Brano di lettura:
------------
Tra i vari momenti, il pomeriggio proporrà la testimonianza di Nicola Camporiondo. 18 anni, vicentino, su TikTok – il social media diffusissimo tra gli adolescenti, nato per i “balletti” e ora utilizzato per i video brevi – ha un seguito di oltre 160mila followers, senza contare altre piattaforme come Instagram.

Nicola, come è nata questa avventura “cristiana” sui social media?

«Come molti giovani stavo sui social per passare il tempo. Sono nato in una famiglia cristiana che mi ha abituato a vivere la Parrocchia e la Messa. Dopo la pandemia, quando sono rientrato in Parrocchia mi sono accorto che i giovani non c’erano e l’età media era molto alta. Mi sono chiesto il perché…»

E che risposta hai trovato?

«Evidentemente in famiglia non parlavano di Dio, non hanno avuto modo di conoscerlo… oppure il catechismo non è stato efficace. Così ho iniziato a usare i social per raccontare la mia esperienza in Parrocchia. Molti giovani si sono incuriositi e si è creato un pubblico. Non è stato voluto, ma il pubblico è arrivato e sono contento!»

Che tipo di contenuti pubblichi su TikTok?

«Generalmente pubblico video inerenti alla mia esperienza di fede, al servizio in Parrocchia. Qualcuno mi fa domande su opinioni personali o sulla Chiesa in generale, a cui provo a rispondere con brevi filmati. Spesso pubblico anche contenuti sulla vita di Gesù o su particolari festività del calendario liturgico.»

Per esempio?

«Pensiamo all’Immacolata Concezione: pochi conoscono il significato della festa, allora pubblico qualche spezzone di film o qualche spiegazione legata al giorno. Così chi la “festeggia” senza conoscerne il significato può saperne qualcosa in più. Può sembrare strano, ma questi contenuti hanno molto seguito.»
------------
Elenca per favore tutti i tipi di contenuti che, secondo l'intervista, Nicola Camporiondo pubblica su TikTok.

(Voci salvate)
------------
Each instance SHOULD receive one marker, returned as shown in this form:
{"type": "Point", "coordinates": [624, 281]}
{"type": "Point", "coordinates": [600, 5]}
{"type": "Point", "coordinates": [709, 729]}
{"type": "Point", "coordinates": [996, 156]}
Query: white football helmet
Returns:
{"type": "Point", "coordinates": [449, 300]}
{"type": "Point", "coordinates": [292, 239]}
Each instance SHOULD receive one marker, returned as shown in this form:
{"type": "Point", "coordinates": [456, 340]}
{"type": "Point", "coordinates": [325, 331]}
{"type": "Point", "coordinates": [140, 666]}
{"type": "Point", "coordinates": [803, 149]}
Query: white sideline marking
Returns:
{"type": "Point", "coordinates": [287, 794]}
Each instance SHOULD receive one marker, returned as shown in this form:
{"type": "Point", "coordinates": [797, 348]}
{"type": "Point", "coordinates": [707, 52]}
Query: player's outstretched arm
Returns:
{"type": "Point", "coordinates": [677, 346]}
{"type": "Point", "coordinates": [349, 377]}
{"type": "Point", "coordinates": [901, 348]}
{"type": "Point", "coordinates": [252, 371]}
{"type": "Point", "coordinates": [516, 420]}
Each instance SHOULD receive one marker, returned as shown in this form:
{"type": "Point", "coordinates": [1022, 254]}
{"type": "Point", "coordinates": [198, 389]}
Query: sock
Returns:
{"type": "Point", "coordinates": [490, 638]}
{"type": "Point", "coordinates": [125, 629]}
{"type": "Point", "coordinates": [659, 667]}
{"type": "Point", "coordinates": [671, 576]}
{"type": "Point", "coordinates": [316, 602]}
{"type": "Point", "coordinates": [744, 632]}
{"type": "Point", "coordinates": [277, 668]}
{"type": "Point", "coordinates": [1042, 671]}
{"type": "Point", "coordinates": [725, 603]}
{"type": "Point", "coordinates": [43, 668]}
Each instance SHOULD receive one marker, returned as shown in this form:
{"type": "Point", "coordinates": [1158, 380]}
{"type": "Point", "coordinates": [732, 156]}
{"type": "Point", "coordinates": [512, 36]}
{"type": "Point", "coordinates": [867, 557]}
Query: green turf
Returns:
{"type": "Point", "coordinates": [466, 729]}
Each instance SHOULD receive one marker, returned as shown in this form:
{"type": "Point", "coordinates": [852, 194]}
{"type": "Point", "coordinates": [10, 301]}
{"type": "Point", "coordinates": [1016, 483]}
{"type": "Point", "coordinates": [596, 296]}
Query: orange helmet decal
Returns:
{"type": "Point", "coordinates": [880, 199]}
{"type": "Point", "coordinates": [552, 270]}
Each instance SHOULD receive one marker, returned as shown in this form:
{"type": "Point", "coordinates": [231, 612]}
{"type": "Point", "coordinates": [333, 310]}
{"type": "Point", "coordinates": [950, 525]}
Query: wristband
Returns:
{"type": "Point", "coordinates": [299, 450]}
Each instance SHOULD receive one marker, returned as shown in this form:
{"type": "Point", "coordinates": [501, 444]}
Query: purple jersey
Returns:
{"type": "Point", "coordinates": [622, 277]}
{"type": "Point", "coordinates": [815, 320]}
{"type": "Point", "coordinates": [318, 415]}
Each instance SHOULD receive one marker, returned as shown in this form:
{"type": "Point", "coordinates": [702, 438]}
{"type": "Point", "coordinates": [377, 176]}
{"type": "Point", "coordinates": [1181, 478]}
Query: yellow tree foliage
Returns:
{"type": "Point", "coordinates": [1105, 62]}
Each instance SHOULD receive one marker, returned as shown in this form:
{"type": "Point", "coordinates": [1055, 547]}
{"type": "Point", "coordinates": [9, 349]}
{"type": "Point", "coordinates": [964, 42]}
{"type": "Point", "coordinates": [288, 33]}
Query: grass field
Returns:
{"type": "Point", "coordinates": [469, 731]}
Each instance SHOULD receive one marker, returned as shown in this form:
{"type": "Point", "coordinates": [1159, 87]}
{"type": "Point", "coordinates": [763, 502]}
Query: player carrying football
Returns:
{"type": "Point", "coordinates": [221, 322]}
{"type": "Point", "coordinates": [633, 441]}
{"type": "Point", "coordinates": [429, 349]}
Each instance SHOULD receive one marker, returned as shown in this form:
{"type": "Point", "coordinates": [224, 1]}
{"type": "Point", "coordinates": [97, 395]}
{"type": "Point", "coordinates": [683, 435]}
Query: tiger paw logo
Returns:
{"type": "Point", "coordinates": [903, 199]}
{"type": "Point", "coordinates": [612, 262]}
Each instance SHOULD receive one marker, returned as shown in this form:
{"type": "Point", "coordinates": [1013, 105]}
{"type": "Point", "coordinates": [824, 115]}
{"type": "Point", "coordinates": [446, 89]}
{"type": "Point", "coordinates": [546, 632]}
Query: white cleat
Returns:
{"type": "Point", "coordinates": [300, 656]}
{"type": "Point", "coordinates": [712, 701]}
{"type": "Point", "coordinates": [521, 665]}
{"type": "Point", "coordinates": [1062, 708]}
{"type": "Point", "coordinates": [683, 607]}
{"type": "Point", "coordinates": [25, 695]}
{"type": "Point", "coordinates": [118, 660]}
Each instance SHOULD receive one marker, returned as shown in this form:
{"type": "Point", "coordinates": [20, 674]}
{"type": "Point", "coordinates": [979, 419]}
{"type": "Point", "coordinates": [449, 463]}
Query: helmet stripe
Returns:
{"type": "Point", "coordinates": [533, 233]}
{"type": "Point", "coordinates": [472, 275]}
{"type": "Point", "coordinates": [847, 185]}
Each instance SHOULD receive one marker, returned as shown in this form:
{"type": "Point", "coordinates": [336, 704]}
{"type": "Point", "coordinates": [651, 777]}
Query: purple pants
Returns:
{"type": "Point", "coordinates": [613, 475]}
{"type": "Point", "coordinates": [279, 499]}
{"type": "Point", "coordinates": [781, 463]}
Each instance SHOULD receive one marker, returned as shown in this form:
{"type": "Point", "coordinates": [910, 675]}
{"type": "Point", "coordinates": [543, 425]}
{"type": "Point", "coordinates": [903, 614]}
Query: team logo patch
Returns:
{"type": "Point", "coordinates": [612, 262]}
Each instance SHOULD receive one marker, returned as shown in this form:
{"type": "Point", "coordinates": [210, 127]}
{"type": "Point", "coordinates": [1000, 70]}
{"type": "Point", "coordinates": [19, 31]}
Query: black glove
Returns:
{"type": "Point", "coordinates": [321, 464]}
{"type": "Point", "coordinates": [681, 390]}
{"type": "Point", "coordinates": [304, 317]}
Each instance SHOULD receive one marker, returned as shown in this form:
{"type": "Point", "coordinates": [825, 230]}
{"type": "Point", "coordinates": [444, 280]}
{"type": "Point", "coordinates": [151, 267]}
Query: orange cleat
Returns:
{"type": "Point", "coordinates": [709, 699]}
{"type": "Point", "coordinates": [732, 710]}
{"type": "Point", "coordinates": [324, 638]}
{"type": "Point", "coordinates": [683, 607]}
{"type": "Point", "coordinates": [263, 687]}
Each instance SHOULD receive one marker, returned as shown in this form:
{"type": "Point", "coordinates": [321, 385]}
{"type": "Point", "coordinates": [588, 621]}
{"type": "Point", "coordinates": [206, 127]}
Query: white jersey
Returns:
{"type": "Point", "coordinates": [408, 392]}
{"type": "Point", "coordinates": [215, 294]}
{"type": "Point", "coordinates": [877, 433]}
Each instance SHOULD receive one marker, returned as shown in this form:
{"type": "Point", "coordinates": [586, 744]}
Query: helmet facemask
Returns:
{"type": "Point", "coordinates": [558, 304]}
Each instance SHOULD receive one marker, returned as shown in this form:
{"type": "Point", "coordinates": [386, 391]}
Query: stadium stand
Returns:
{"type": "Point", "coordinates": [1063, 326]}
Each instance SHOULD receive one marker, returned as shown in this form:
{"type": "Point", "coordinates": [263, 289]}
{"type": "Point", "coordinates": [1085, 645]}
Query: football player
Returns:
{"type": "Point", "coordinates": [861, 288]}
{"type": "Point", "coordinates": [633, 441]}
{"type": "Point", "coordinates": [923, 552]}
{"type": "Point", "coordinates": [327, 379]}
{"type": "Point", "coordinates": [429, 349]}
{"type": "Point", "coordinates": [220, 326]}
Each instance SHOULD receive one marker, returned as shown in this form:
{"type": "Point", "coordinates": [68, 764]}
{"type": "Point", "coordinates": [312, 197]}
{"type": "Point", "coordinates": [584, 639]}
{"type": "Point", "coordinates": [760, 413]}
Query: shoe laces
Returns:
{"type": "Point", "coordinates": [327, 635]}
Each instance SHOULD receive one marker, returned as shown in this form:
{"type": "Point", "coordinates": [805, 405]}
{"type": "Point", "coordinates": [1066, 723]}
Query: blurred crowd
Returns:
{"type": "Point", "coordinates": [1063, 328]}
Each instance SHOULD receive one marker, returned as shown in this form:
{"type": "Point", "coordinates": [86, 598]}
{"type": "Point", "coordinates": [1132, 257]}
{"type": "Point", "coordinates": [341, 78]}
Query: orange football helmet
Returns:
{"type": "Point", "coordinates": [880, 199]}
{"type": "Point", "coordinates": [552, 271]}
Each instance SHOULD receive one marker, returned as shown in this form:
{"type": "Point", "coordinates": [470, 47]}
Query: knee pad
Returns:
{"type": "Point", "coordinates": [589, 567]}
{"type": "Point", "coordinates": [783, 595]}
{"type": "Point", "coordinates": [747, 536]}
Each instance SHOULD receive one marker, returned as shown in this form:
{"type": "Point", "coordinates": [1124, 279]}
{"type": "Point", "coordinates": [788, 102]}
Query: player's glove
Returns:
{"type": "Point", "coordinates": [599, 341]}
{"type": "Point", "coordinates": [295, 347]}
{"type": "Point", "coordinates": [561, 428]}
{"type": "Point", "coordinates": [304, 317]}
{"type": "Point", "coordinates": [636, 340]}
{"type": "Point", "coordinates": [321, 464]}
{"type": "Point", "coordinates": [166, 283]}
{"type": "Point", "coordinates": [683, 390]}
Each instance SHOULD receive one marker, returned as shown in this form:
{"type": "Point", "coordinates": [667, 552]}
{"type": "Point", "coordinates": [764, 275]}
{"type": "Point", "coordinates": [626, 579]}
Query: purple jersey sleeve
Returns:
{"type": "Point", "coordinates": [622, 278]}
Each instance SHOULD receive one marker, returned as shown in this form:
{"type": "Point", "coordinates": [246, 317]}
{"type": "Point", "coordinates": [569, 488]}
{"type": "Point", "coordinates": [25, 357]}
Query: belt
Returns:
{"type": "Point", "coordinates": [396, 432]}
------------
La risposta:
- Video sulla sua esperienza di fede e sul servizio in Parrocchia
- Brevi filmati in risposta a domande su opinioni personali o sulla Chiesa in generale
- Contenuti sulla vita di Gesù
- Contenuti su particolari festività del calendario liturgico